- **PROBLEM TO WORK ON**:
Exactly reproduce the lines from the line that has "Traffic-operations request: mark the chrome grille" down to the last line of the entries, inclusive.

[Object point labels]
-- start --
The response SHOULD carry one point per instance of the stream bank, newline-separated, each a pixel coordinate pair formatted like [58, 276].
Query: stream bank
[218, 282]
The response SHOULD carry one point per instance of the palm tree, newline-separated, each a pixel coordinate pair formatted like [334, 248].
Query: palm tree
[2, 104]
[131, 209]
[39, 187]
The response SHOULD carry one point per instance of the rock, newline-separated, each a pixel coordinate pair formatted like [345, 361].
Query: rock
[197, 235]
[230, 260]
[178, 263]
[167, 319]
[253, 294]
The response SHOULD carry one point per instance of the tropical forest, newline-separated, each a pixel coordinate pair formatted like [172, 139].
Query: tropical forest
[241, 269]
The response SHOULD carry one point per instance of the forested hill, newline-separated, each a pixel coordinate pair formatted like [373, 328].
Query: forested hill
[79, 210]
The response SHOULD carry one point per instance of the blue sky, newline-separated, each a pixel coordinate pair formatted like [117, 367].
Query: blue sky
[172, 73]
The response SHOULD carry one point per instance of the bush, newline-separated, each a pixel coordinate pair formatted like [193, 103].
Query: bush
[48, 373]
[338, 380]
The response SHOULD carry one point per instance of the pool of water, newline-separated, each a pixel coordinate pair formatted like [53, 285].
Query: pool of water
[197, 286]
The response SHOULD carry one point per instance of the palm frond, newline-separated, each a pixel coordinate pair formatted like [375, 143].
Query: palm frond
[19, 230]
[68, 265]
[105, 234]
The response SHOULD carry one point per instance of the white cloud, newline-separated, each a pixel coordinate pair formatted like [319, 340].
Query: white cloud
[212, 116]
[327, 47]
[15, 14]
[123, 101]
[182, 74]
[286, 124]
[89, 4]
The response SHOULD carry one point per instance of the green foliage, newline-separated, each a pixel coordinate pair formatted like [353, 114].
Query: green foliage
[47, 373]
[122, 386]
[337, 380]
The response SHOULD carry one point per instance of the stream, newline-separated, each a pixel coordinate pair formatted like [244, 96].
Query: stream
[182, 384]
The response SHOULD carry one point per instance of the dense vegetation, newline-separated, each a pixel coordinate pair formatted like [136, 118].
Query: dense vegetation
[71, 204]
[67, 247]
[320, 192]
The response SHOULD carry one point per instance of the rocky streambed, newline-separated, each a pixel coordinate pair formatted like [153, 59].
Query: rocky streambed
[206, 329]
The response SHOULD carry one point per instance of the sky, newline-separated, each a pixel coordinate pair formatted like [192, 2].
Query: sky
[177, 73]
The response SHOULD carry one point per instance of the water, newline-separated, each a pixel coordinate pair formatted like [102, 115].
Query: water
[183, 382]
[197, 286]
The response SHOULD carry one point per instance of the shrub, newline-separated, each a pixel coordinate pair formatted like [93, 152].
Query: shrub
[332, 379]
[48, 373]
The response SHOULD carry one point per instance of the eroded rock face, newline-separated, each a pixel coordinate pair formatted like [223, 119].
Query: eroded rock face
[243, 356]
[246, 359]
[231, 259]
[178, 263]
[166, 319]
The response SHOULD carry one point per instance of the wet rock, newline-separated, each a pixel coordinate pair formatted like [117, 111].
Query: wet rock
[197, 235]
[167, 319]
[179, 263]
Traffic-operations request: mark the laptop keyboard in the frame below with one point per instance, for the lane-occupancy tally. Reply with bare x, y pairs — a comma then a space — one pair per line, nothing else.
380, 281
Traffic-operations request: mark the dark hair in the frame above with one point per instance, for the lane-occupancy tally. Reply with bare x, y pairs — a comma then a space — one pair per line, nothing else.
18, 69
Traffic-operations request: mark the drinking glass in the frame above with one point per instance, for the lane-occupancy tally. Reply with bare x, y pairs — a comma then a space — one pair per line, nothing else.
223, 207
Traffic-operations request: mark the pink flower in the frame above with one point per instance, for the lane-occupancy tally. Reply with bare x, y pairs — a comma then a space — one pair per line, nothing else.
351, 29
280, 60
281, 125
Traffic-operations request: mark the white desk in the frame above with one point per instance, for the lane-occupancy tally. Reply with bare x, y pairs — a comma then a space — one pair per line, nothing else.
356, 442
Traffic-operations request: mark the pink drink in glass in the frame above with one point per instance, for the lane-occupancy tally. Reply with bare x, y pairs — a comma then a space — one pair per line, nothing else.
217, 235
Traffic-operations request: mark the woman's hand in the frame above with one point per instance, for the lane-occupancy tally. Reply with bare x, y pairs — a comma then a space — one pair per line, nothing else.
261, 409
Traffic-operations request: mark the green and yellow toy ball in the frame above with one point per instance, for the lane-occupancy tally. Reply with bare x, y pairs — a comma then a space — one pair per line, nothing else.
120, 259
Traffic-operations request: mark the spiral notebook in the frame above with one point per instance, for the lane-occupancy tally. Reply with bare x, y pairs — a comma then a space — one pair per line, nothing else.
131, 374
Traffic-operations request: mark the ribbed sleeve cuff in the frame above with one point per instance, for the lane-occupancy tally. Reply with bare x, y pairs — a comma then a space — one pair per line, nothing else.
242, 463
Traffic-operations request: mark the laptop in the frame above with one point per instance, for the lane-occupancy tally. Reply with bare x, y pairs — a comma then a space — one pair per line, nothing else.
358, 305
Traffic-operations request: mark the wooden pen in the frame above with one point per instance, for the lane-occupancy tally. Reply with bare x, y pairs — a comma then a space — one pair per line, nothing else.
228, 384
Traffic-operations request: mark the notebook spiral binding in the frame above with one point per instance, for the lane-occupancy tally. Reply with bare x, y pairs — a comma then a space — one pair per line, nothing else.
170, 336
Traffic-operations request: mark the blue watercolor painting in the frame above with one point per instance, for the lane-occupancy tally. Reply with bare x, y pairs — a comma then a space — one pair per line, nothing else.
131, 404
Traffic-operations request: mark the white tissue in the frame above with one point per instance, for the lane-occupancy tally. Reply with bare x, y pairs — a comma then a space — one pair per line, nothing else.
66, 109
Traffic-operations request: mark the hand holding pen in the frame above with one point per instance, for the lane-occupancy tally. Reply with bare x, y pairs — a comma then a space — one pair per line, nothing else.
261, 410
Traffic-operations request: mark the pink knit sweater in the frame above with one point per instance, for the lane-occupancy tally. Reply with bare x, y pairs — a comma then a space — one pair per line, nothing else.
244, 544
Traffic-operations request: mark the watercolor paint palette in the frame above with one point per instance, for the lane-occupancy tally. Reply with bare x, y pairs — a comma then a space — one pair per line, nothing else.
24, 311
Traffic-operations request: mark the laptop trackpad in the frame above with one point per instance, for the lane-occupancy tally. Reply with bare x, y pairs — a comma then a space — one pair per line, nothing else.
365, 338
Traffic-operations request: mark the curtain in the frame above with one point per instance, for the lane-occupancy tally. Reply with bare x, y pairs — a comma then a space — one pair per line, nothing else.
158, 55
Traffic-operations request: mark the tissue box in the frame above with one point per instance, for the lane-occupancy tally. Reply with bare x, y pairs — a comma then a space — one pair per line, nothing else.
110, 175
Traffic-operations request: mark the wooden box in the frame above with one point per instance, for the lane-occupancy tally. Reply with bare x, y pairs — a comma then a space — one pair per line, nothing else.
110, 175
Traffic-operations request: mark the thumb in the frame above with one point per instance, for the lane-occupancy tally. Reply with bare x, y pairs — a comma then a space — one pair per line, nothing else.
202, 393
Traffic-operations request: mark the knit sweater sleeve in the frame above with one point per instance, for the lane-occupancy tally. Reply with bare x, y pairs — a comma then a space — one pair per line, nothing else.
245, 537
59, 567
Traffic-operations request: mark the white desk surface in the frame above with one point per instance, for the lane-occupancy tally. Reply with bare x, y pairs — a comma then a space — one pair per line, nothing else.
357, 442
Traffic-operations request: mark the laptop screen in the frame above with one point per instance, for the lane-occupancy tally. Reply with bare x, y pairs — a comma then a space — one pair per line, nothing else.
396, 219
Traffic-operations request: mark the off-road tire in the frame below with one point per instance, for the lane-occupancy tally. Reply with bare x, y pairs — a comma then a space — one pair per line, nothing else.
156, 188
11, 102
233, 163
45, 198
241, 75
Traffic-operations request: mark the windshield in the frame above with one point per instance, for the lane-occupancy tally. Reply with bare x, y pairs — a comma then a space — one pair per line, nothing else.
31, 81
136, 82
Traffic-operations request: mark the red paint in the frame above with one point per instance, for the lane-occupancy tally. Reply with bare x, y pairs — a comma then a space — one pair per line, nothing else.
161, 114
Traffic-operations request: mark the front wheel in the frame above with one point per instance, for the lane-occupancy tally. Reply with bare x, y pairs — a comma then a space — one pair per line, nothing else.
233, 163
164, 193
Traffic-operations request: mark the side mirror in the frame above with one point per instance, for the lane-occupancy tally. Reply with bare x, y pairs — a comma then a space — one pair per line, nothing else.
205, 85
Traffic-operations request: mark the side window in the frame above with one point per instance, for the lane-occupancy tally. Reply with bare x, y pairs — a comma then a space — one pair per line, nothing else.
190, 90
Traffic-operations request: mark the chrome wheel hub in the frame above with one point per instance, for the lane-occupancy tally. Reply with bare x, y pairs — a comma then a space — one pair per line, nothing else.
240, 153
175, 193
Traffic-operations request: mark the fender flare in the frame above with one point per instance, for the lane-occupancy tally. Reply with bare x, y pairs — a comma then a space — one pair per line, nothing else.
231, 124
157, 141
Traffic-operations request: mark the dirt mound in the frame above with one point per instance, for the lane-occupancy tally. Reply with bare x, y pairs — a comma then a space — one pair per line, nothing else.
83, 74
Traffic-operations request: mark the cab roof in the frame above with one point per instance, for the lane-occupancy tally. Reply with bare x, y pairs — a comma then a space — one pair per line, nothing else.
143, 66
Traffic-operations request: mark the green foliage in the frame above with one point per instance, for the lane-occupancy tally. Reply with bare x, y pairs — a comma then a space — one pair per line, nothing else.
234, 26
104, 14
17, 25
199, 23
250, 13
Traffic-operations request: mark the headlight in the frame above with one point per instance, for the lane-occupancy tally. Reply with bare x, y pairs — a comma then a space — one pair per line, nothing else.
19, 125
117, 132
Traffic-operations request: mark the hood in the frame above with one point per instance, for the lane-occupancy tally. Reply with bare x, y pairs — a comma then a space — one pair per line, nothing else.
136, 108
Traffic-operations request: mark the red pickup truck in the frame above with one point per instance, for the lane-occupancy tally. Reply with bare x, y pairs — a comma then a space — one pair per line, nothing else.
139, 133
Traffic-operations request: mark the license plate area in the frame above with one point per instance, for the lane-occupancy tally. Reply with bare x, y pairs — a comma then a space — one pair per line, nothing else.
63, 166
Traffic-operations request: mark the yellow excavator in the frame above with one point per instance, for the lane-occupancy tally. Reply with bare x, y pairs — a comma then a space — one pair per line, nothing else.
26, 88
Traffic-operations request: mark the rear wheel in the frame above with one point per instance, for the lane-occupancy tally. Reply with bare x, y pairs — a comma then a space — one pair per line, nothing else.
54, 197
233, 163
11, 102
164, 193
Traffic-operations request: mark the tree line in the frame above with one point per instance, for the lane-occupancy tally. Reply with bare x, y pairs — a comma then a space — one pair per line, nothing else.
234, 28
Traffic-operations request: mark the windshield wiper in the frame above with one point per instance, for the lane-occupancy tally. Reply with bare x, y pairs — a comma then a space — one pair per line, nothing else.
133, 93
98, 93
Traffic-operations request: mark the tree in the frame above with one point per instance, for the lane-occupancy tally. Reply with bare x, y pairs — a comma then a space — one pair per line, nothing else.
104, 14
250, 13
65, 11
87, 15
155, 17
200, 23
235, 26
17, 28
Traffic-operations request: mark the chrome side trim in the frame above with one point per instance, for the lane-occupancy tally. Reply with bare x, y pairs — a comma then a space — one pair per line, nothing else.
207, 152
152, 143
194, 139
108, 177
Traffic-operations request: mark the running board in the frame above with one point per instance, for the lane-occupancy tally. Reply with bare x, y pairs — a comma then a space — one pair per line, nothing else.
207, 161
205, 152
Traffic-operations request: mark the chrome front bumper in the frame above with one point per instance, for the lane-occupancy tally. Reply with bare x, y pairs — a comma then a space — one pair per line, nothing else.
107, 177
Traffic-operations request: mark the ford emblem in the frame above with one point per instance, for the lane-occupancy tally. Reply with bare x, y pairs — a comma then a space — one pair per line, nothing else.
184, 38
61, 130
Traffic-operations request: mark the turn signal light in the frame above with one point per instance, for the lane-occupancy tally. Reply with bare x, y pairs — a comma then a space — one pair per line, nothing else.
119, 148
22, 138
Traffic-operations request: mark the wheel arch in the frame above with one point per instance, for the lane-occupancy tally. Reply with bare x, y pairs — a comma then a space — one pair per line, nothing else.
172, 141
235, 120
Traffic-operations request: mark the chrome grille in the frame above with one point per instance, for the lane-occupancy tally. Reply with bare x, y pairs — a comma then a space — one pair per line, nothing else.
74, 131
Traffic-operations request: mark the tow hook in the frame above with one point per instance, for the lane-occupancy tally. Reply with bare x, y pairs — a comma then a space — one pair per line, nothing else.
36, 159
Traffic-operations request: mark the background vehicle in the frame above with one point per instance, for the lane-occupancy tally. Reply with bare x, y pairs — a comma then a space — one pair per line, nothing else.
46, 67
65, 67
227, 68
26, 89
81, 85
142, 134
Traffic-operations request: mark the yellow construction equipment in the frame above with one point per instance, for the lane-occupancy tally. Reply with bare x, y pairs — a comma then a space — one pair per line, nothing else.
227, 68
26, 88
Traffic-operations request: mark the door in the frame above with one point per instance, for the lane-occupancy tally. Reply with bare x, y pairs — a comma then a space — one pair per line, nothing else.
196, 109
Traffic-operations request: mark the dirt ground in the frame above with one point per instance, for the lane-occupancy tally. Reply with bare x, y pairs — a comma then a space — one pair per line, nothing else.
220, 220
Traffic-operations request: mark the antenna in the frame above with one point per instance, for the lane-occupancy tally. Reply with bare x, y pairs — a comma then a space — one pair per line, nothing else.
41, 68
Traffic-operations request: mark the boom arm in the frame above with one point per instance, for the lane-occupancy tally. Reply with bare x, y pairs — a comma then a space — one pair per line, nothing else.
-- end --
- **CORRECT ANSWER**:
Traffic-operations request: mark the chrome grille in the frame above with one point per instance, for the lane-occupancy tally. Reply with bare x, y pairs — a comma then a space — one pair per line, nothing else.
74, 131
Traffic-operations request: mark the tow hook in the frame above with one point per instance, for the lane-occupancy tally. Reply with bare x, y pairs — a comma then a space — one pair per line, nothing else.
36, 159
Traffic-operations request: mark the background vehicle in the frame above with one point per instance, for the lane-occupancy tally. Reply with bare x, y pairs — a comma then a space — one pair per line, nothing else.
46, 67
65, 67
227, 68
26, 89
81, 85
142, 134
Traffic-operations request: mark the yellow construction equipment in the frame above with one point per instance, for the lane-occupancy tally. Reply with bare x, y pairs — a comma then a space — one pair per line, nothing else.
227, 68
26, 88
Traffic-operations request: mark the door in the frame above with one point per instance, for the lane-occupancy tally. Reply with bare x, y pairs — a comma then a space — one pair per line, nothing else.
196, 109
Traffic-operations request: mark the dirt ground in the frame above with one point per instance, for the lane-occupancy tally. Reply with bare x, y pairs — a comma then a space — one pair per line, nothing else.
220, 220
Traffic-operations request: mark the antenna in the frame above with one point per instance, for the lane-occupancy tally. Reply with bare x, y pairs — a comma then a space — one pair per line, nothing else.
41, 68
Traffic-operations request: mark the boom arm in the frame above with one point per instance, for the lane-occupancy tally. Reply with bare x, y pairs — a comma then a space — one pair per line, nothing else.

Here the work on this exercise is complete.